** start Document text **

Classical.Bundles.Semigroup¶
Bundle bridge for semigroups¶
This is the Classical.Bundles.Semigroup module of the Agda Universal Algebra Library.
This module supplies the bidirectional bridge between the Σ-typed core of
Classical.Structures.Semigroup and the record-typed Algebra.Bundles.Semigroup
in the Agda standard library. Both representations carry the same mathematical
content; the bridge exists so that downstream code typed against
Algebra.Bundles.Semigroup is reusable against the canonical agda-algebras
representation without manual record-shuffling.
The round-trip is stated pointwise on the carrier, in the semigroup's underlying
setoid equivalence, per
ADR-002 v2 §6. The same
Fin 2 η-failure under --cubical-compatible that motivated the pointwise
round-trip for Magma applies here unchanged — the equation-witness layer adds
nothing new to the bridge's obstruction analysis, only to its content, and that
content (the curried associativity law) is supplied ready-made by
Semigroup-Op.assoc-law, so the bridge itself stays a thin record-shuffle.
Core to stdlib bundle¶
Going from the canonical Σ-typed core to the stdlib record reads off the domain's
Carrier and _≈_ and exposes the operation and both law-fields through
open Semigroup-Op 𝑺. The isMagma.∙-cong and isSemigroup.assoc fields are
exactly Semigroup-Op's ∙-cong and assoc-law — both already in curried form —
so this direction is pure field-plumbing with no proof content of its own. All of
the Fin 2 η-bridging between term-interpretation form and curried form is discharged
once, upstream, inside Semigroup-Op.interp-node (see
Classical.Structures.Semigroup); the bundle bridge never touches it.

** end Document text **
** start Information supplied **

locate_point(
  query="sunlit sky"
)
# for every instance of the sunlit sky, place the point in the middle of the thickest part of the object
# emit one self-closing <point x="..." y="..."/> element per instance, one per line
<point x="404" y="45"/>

** end Information supplied **

According to the module description, where is all of the Fin 2 η-bridging between term-interpretation form and curried form discharged? Please answer in one sentence.

It is discharged once, upstream, inside Semigroup-Op.interp-node in Classical.Structures.Semigroup.